### Source excerpt

# 10GallonPlanted's Bowl.



## 10gallonplanted (Oct 31, 2010)

Started this bowl about three weeks ago. Feel free to comment! Enjoy.








































































:bounce:


----------



## Newman (Jul 3, 2010)

awesome, another bowl! going to be crazy nice in a few months, trust me!


----------



## 10gallonplanted (Oct 31, 2010)

The stargrass is going crazy! Its doubled in length in a week!

Also what should I do with this vase? As in what should I put in it?  I jsut need a light for it.. I found it in a swamp beside a lake.


----------



## Newman (Jul 3, 2010)

just noticed a guppy?
boooo lol


----------



## 10gallonplanted (Oct 31, 2010)

I like my little male guppy! He doesnt do any harm


----------



## Newman (Jul 3, 2010)

he might eat the smallest shrimplets, but aside from that,

Are you trying to find out whether a 1 gal bowl can support a small fish without heater or filtration? because if you are, let me know the results. I'm interested in trying some tiny species of killifish in a bowl in the far future


----------



## Newman (Jul 3, 2010)

for that vase you could put in one crypt and see what happens with it. it would be interesting if the crypt grew leaves out of that vase.

idk much in terms of inhabitants. was thinking a pair of apple snails but remembered that they are extreme waste producers, so it likely wouldn't work. nerites would just lay eggs everywhere and it wouldn't look good... you can try it as a shrimplet grow-out vase for w/e offspring you get out of that 1 gal bowl...
not much else to do...

BTW is that a red cherry shrimp male in your avatar? damn that sucker is red! i only have clearish males with up to moderate red speckles. is that one of your males?


----------



## 10gallonplanted (Oct 31, 2010)

######

## Written instruction 1
Find each line in the records that contains the string "building", matching case exactly, and copy those lines.
The forum thread above has no connection to the records that follow it.

### Raw data

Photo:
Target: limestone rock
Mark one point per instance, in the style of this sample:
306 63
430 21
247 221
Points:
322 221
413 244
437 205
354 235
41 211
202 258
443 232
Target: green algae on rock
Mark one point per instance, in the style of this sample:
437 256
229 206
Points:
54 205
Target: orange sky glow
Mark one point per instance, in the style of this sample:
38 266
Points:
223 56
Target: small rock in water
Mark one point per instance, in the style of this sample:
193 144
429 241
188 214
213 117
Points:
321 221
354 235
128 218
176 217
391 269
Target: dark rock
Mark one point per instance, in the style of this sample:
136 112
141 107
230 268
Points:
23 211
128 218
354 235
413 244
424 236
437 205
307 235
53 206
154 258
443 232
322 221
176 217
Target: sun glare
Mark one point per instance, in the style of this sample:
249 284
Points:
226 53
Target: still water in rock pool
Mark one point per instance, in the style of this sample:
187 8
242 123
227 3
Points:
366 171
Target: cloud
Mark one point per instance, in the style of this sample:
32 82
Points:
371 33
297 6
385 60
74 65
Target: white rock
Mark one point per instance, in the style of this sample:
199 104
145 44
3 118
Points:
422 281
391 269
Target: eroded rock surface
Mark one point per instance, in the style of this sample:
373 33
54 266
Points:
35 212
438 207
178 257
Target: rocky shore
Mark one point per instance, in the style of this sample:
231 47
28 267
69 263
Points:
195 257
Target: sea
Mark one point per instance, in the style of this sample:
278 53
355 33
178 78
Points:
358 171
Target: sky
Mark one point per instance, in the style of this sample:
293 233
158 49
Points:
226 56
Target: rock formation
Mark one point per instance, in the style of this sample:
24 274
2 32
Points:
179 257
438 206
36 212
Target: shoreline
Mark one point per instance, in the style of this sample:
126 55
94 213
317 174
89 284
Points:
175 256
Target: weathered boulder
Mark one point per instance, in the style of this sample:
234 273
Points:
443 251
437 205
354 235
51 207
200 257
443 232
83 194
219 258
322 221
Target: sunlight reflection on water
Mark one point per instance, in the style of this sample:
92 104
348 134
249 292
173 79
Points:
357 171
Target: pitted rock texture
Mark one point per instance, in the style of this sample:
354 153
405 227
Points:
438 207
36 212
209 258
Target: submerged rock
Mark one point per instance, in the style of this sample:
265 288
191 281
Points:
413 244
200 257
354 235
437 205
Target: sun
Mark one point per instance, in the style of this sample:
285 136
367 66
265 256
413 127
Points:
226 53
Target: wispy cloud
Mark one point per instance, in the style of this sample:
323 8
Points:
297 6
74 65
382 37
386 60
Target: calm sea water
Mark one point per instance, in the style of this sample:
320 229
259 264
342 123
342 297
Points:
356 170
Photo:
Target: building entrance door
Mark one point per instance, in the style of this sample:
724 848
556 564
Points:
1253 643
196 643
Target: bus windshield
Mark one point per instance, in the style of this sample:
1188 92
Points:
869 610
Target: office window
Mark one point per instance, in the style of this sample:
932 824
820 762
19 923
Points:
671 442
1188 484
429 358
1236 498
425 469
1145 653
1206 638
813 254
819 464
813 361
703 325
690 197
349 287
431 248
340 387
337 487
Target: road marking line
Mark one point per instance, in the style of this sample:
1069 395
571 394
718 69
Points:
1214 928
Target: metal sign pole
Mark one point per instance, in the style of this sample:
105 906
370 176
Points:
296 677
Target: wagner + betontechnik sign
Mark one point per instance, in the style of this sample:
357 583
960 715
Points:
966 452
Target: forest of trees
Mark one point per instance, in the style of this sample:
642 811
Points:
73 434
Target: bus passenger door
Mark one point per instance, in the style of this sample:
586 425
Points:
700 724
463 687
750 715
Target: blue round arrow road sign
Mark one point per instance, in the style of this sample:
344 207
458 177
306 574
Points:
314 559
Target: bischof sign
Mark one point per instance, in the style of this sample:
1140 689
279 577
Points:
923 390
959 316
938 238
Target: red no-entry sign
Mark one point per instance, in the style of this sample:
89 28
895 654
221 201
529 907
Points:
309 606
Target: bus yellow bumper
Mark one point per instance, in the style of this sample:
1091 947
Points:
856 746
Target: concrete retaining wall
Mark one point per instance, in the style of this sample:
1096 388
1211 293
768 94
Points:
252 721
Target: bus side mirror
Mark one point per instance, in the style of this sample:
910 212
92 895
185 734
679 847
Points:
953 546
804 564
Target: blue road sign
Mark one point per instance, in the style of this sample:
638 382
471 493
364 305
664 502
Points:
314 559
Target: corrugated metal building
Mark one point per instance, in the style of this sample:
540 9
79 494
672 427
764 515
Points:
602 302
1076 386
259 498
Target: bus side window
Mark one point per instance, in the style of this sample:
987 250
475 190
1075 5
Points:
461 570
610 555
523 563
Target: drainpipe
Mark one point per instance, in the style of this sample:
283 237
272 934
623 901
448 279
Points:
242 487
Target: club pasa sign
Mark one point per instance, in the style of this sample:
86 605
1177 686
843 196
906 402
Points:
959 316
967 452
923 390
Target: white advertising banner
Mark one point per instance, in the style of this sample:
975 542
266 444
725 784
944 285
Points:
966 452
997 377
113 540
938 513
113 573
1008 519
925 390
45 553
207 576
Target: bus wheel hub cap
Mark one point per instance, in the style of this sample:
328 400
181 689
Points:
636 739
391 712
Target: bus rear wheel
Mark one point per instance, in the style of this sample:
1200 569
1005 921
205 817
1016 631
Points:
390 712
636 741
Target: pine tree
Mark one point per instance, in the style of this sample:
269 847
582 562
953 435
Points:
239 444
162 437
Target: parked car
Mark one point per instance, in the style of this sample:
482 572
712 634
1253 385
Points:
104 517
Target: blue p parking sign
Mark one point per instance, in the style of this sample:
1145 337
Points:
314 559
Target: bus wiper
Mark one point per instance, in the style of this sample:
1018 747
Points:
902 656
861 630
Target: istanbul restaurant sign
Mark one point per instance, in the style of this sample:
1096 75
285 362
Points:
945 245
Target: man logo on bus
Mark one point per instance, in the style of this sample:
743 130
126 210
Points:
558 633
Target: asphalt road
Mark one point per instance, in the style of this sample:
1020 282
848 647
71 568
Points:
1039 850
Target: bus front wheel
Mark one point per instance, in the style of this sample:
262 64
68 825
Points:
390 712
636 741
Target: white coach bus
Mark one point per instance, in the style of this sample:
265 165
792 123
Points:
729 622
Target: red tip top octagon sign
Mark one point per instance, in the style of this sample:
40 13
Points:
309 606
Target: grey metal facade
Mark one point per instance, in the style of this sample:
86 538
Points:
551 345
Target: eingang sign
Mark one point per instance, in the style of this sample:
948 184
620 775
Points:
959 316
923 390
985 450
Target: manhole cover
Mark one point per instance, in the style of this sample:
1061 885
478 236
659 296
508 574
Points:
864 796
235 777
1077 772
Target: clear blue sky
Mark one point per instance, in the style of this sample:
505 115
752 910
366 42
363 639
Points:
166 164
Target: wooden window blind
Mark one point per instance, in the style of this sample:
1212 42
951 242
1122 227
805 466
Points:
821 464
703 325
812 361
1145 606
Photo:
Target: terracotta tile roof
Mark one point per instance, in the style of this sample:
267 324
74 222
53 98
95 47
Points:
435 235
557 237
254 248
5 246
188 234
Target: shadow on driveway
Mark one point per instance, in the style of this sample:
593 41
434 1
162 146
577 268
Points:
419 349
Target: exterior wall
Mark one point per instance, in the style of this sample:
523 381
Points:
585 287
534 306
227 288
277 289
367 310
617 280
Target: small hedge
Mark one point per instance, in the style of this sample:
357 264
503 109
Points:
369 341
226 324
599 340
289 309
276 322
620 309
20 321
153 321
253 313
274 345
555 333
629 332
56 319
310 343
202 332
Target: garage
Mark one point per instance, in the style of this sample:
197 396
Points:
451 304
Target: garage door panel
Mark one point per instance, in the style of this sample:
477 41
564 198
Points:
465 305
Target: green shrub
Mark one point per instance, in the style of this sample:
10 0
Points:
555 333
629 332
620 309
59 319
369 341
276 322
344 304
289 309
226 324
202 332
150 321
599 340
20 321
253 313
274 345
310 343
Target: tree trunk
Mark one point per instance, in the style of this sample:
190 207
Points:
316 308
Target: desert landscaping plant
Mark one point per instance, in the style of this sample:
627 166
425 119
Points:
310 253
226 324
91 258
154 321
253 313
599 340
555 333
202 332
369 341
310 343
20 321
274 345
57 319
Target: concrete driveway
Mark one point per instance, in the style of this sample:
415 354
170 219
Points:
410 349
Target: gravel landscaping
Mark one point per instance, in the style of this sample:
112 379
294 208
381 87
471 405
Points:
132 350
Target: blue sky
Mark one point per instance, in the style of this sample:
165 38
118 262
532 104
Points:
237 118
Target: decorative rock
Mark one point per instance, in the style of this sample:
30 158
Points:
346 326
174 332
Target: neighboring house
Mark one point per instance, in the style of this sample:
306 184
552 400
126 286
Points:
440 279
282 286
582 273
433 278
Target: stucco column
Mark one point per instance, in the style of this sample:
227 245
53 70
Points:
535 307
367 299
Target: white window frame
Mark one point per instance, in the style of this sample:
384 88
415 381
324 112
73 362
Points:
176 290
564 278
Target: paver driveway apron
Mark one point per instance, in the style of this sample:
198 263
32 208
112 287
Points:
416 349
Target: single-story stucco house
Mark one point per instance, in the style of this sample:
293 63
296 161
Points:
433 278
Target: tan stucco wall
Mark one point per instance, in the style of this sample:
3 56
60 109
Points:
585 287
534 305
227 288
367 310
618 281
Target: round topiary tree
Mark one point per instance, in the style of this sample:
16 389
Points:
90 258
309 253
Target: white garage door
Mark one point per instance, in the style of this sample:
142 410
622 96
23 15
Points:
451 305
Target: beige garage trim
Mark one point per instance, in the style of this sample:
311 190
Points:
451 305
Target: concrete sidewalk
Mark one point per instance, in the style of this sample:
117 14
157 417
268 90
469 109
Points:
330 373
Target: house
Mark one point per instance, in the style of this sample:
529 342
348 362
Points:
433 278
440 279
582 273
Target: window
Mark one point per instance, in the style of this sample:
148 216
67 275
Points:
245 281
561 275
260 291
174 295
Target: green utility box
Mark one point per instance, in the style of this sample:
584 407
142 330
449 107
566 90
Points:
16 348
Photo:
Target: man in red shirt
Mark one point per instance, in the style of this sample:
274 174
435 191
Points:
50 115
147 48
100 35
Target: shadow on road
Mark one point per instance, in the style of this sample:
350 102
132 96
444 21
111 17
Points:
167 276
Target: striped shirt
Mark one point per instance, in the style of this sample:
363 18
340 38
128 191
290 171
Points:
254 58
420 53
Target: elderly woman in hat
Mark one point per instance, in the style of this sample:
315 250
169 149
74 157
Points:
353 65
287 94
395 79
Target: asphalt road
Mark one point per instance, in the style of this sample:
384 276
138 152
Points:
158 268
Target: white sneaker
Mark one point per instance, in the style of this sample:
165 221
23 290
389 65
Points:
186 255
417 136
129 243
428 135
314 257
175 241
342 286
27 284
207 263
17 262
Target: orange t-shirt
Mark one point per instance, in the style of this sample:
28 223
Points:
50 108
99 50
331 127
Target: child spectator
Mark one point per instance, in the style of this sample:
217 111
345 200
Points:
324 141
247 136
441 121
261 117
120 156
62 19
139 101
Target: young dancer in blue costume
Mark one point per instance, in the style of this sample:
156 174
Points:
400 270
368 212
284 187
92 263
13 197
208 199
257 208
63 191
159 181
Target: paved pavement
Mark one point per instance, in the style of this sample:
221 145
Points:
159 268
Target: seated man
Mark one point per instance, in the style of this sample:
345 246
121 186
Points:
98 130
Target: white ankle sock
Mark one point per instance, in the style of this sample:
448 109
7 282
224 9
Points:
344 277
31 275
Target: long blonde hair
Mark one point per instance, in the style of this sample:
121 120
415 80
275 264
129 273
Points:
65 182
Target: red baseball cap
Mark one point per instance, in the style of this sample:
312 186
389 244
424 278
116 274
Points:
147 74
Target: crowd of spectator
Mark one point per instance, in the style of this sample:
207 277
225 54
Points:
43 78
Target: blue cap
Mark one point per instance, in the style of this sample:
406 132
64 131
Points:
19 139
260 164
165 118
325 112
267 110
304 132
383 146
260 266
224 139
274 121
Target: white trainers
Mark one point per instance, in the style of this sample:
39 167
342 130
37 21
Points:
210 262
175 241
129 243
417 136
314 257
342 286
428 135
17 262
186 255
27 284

######

## Written instruction 2
In the planted bowl thread, where did 10gallonplanted find the vase?

## Task solution 1
Target: building entrance door
Target: corrugated metal building

## Task solution 2
In a swamp beside a lake.